## Metin alıntısı

02 Mayıs 2025

FELSEFEYE GİRİŞ – ALİ OSMAN GÜNDOĞAN

-Bilim ve felsefe karşılıklı olarak birbirlerinden faydalanırlar. Felsefe, bilimin ulaştığı sonuçları eleştirmek suretiyle bilimin statik kalmasını engeller, kullandığı yöntemlerin neler olması gerektiğini ortaya koyar ve bilimin amacı olan doğru bilginin hangi ölçütlere göre doğru bilgi olması gerektiğini araştırır. Bilim ile felsefenin bu ilişkisinden bilhassa modern bilimlerin doğuşu ve gelişmesiyle birlikte yeni bir felsefe disiplini doğmuştur. Bu disiplin, bilim felsefesidir. (28)

-…metafiziğe karşı en etkin eleştiriler D.Hume (1711-1776) ve metafiziğin epistemolojik açıdan imkansızlığını savunan Kant’tan gelmiştir. Pozitivizm ile birlikte bu metafizik karşıtı tutum daha da yoğun bir şekilde devam etmiştir. Hegel’in (1770-1831) felsefesinin kısa süre içerisinde etkisini yitirmiş olması da doğa bilimlerinin gelişmesine ve metafizik karşıtı tutumların etkisine bağlanmaktadır. Gerek D.Hume ve gerekse daha sonra A.Comte (1798-1857) metafizik ile ilgilenmenin gereksiz olduğunu, metafizik eserlerinin artık yakılması gerektiğini ısrarla savunmuşlar ve özellikle A.Comte, felsefenin metafizik spekülasyondan tamamen temizlenmesi gerektiğini iddia etmiştir. (37-38)

-İdealizm varlığın insan zihnine veya onun algılamasına bağlı olarak var olduğu veya varlığın idea cinsinden olduğunu savunur. Böylece de dış dünyanın varlığını reddeder veya onu algılayan zihne indirger. Felsefe tarihi içerisinde hem epistemolojik hem de ontolojik bakımdan değişik biçimlerde temsil edilmiş olan idealizmin varlık felsefesiyle ilgili olarak temsil edildiği filozoflardan başlıcaları Platon, Berkeley (1685-1759), Alman idealistlerinden Fichte, Schilling (1775-1854), Hegel olarak sayılabilir. (46)

-Genel olarak materyalizme göre var olan veya gerçek olan sadece maddedir ve madde evrenin temel kurucu unsurudur. Madde, duyumlarla algılanabilen bir gerçekliktir ve belli mekanik determinist yasalara tabidir. Bunun dışında evrende gayelerden, nihai nedenlerden ve tesadüften bahsedilemez. Ruhsal veya idea cinsinden herhangi bir gerçeklik yoktur ve madde dışında, duyum ve algı dünyasının ötesinde doğa-üstü diyebileceğimiz bir varlık dünyası da var değildir. Bir bakıma materyalizm her şeyi, her türlü olayı maddeye indirger ve her şeyi maddenin bir görünüşü olarak değerlendirir. Hatta duyum, algı, düşünce, hayal gibi durumları bile maddenin değişik biçimlerde görünüşü olarak nitelendirir ve bu nedenle de madde dışında herhangi bir gerçeklik tanımaz. (52)

İşaretleme veri kümesi alıntıları:
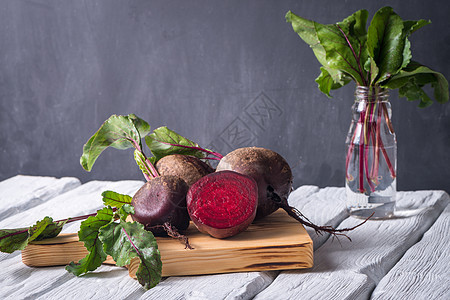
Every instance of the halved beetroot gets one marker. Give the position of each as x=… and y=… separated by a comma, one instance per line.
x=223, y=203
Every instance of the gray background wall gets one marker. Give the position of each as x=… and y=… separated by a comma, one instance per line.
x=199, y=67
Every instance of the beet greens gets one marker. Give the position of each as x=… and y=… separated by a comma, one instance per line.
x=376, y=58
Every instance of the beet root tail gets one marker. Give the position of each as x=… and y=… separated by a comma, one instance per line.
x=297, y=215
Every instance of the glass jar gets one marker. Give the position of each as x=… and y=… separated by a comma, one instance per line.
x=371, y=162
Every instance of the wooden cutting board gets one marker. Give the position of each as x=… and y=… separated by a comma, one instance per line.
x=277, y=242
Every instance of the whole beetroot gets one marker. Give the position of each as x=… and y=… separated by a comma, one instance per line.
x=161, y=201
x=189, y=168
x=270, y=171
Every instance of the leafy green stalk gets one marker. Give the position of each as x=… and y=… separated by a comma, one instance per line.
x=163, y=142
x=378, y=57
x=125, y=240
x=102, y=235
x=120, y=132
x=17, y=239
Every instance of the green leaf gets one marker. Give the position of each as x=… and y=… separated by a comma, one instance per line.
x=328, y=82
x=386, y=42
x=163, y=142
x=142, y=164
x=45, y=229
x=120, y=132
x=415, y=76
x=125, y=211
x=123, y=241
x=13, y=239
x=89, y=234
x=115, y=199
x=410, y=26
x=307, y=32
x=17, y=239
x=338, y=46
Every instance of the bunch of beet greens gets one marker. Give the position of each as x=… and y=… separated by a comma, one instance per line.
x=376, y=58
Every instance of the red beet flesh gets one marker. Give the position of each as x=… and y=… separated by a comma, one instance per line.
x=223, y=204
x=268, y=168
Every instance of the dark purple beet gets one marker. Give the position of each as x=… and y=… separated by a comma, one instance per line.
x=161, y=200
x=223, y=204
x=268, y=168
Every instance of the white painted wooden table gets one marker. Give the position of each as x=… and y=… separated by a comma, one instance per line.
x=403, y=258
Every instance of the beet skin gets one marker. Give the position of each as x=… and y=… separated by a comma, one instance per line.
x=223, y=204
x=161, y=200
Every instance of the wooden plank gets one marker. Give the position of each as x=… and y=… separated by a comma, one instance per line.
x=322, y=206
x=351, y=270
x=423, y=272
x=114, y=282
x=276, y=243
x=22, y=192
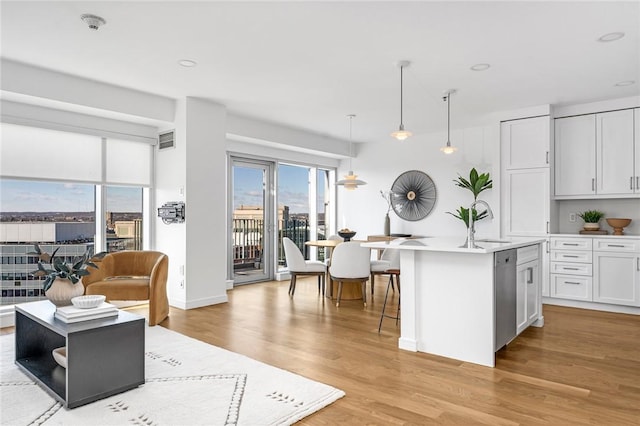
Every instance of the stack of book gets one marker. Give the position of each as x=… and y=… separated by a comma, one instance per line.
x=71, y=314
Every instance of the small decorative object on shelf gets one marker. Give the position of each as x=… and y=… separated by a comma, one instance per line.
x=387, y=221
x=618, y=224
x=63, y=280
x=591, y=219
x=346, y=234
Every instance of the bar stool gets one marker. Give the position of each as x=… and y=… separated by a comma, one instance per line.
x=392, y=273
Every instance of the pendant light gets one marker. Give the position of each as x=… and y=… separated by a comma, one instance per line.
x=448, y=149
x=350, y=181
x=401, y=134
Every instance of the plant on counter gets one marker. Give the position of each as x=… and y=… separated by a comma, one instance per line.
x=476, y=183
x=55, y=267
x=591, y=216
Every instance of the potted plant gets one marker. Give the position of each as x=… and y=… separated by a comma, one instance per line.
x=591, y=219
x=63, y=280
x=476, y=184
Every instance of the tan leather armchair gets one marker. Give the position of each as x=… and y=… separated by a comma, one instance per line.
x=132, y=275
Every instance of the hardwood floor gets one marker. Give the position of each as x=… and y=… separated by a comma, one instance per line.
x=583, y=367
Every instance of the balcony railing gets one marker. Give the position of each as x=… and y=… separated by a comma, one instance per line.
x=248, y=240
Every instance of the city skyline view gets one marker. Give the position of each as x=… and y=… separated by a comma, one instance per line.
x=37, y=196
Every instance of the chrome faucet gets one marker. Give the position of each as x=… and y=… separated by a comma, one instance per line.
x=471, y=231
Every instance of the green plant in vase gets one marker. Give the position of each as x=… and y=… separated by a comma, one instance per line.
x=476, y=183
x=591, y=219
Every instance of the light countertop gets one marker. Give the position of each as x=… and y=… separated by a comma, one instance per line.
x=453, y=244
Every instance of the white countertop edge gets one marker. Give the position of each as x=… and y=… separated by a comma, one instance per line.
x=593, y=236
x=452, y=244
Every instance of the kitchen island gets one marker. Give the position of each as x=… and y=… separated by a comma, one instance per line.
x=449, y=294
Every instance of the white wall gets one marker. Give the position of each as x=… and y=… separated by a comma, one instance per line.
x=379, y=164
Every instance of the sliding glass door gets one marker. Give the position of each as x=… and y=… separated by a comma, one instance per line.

## Aşağıdakileri tamamlayın
1. Felsefeye giriş metnini "-Bilim ve felsefe" sözlerinden başlayıp "bilim felsefesidir. (28)" sözleri de dahil olmak üzere, "statik" yerine "durağan" koyarak yeniden yazın.
2. Felsefeye giriş metnine göre aşağıdaki ifadeler doğru mu? Her birine evet ya da hayır deyin ve kararı belirleyen sözleri metinden aynen alıntılayın.
(a) D.Hume ve A.Comte, metafizik eserlerinin yakılması gerektiğini savunmuştur.
(b) İdealizm, dış dünyanın zihinden bağımsız olarak var olduğunu kabul eder.
(c) Materyalizme göre madde, belli mekanik determinist yasalara tabidir.
3. Felsefeye giriş metnini, materyalizm üzerine son cümleden sonra sürdürün.

## Görev yanıtları
1.
-Bilim ve felsefe karşılıklı olarak birbirlerinden faydalanırlar. Felsefe, bilimin ulaştığı sonuçları eleştirmek suretiyle bilimin durağan kalmasını engeller, kullandığı yöntemlerin neler olması gerektiğini ortaya koyar ve bilimin amacı olan doğru bilginin hangi ölçütlere göre doğru bilgi olması gerektiğini araştırır. Bilim ile felsefenin bu ilişkisinden bilhassa modern bilimlerin doğuşu ve gelişmesiyle birlikte yeni bir felsefe disiplini doğmuştur. Bu disiplin, bilim felsefesidir. (28)

2.
(a) Evet: "metafizik eserlerinin artık yakılması gerektiğini ısrarla savunmuşlar"
(b) Hayır: "dış dünyanın varlığını reddeder veya onu algılayan zihne indirger"
(c) Evet: "belli mekanik determinist yasalara tabidir"

3.
-Diyalektik materyalizm, daha çok toplumsal ve siyasal görüşlerin etkisiyle ünlenmiş, tarihsel materyalizm olarak da bilinen ve Marx(1818-1883) ile özdeşleşmiş bir görüştür. Zihinsel ve ruhsal olanın oluşumunu maddi fenomenlerden hareketle açıklayan ama dogmatik materyalizmden farklı olarak bu oluşumları hiç de doğanın basit bir yansıması olarak görmeyen bir akımdır. (55)

-Hegel’in diyalektiğinin tersine çevrilmiş biçimi olarak anlaşılan tarihsel materyalizmde Hegel’in, değişme ve gelişmenin motoru olan manevi ilkesi ‘Geist’ yerine maddi olan ekonomi faktörü geçmiştir. Bu faktörle kast edilen üretim ilişkileri, üretim araçları, sermaye gibi kavramlardır. (56)

-Bilgi teorisi sofistler ile birlikte felsefenin gündemine girmiş ve Protagoras’ın (MÖ 480-410) “insan her şeyin ölçüsüdür” ünlü sözüyle de doğruluğun sofistler tarafından görece bir biçimde anlaşılmasına neden olmuştur. Sokrates ve Platon, sofistlerin görece doğruluk anlayışlarını aşmaya ve doğru, genel ve tümel bir bilginin imkanını göstermeye çalışmışlardır. Platon, ünlü idealar öğretisiyle bilgi ve doğruluk hakkındaki görüşlerini destekleyen ve içinde pek çok tartışma barındırmakla birlikte metafiziğine uygun metafizik temelli bir bilgi görüşü ortaya atan ilk filozoftur. (77)

-Genel olarak sezgi, diskürsif (önermeden önermeye geçerek yapılan) akıl yürütmenin veya analitik düşünmenin tersine olarak birden ve aracısız olarak bir şeyi kavrama, ilişkileri keşfetme, şeylerin veya şeyler arasındaki ilişkilerin zihinde birdenbire açılması, onların ne ise o olarak görünmesi ve saf görü diye tanımlanabilir. (102)

-Felsefenin bir disiplini olarak estetik, Baumgarten (1714-1762) tarafından 1750-1758 yıllarında yayınlanan “Aesthetica” adlı eser ile temellendirilmiştir. (157)

-Din felsefesi din üzerine felsefi bir düşünüş içinde olan bazı ilkçağ filozoflarıyla birlikte başlamış olmakla beraber terim olarak felsefenin gündemine Hegel’in 1832’de yayınlanmış olan “Din Felsefesi Üstüne Konferanslar” adlı eseriyle girmiştir. (164)

DEM yayınları, 2016 basım, 2.baskı.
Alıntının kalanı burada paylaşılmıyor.